▶ _Short task_
Gather every line of the items below that contains the string "background", and copy each one in full. Matching is case-sensitive.

━━━━━ Records for this exercise

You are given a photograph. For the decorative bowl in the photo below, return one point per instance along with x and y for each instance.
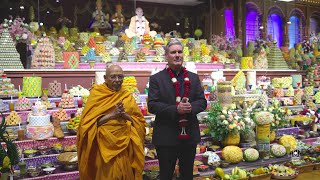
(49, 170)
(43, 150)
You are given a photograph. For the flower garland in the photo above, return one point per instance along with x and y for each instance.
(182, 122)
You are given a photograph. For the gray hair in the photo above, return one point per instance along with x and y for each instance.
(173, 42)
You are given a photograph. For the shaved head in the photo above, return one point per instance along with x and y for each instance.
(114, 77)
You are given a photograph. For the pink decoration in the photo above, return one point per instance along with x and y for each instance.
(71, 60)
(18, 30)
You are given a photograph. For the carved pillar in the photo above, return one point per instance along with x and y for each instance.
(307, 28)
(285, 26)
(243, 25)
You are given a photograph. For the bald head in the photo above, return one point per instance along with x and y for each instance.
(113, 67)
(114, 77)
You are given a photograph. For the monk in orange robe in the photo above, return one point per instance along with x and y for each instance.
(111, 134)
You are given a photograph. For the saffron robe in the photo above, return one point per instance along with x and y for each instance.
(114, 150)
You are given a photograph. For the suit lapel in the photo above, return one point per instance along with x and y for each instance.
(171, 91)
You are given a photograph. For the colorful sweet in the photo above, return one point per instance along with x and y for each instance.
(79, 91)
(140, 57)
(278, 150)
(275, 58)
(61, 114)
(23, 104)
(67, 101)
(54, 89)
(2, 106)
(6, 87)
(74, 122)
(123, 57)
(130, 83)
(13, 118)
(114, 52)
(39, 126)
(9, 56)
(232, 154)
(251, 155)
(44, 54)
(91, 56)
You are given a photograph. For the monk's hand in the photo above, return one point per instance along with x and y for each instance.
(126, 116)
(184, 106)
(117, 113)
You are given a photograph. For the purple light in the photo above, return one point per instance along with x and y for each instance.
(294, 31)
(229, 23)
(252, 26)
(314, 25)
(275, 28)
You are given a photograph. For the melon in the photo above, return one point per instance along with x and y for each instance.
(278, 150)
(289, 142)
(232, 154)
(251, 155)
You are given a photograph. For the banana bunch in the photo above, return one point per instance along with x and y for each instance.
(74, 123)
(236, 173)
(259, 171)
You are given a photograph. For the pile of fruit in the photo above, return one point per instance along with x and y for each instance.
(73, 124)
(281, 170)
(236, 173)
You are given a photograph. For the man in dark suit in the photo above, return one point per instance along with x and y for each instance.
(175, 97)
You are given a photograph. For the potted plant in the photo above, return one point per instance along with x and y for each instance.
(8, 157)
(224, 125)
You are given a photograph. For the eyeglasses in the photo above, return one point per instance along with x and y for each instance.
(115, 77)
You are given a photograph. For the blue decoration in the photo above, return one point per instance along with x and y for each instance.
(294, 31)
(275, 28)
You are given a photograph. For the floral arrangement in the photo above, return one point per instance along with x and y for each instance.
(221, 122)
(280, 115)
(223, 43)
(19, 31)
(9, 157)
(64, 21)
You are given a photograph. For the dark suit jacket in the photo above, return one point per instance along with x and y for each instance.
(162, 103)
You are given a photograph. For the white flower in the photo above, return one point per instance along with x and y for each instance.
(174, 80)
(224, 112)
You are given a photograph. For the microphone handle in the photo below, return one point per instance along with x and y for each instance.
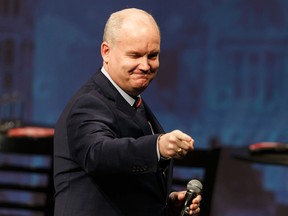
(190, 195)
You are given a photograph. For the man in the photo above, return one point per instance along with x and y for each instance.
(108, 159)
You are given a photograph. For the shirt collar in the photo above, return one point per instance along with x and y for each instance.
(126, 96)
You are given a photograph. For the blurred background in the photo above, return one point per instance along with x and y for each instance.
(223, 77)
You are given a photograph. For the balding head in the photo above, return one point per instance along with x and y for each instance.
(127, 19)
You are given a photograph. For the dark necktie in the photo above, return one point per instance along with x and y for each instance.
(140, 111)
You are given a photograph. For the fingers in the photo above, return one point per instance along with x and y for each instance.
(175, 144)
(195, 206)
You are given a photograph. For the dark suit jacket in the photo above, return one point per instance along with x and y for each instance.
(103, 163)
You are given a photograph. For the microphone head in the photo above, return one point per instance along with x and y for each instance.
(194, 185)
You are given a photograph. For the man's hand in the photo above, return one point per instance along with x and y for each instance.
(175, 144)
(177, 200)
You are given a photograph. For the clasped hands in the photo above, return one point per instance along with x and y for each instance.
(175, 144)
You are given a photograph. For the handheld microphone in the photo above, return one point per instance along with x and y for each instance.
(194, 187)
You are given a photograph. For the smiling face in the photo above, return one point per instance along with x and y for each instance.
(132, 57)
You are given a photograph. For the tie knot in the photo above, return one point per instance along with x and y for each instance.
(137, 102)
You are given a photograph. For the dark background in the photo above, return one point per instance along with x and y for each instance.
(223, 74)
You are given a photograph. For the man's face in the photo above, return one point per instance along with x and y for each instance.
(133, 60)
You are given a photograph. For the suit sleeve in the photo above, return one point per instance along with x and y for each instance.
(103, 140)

━━━━━━━━━━
━━━━━ Records for this exercise

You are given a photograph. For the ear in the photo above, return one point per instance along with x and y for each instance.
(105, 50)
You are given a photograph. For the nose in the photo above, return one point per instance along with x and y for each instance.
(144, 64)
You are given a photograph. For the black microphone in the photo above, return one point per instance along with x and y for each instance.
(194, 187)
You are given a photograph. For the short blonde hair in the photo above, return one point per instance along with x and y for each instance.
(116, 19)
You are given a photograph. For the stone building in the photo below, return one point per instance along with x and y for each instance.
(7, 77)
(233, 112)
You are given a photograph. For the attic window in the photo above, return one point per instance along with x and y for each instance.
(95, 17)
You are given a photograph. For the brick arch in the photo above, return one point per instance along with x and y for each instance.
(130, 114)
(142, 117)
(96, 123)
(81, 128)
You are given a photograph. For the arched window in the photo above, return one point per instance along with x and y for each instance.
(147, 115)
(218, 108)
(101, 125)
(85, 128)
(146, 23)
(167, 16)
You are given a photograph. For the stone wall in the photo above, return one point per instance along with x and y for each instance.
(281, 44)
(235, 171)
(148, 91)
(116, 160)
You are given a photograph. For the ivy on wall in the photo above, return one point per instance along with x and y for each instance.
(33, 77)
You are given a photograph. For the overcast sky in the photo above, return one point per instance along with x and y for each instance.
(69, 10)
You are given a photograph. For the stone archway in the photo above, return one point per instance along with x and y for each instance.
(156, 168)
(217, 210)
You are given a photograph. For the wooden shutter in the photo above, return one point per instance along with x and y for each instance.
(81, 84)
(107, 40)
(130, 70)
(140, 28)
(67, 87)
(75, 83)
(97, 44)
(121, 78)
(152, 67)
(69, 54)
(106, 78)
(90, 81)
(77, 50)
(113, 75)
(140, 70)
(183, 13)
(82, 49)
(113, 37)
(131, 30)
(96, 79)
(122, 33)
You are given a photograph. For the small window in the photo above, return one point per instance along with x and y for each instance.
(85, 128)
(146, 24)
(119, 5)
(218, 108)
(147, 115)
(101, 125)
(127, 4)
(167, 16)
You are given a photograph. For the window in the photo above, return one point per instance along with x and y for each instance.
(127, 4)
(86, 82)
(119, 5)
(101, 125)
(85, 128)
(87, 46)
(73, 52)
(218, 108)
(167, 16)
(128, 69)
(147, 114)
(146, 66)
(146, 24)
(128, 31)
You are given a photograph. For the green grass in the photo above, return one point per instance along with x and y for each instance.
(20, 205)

━━━━━━━━━━

▶ _Expected output_
You are given a photograph. For the blurred background in the photo above, return one point per instance along with x and y for each instance.
You are given a photograph. For the dark background in the photo above, return one point per instance along with x and y for each instance.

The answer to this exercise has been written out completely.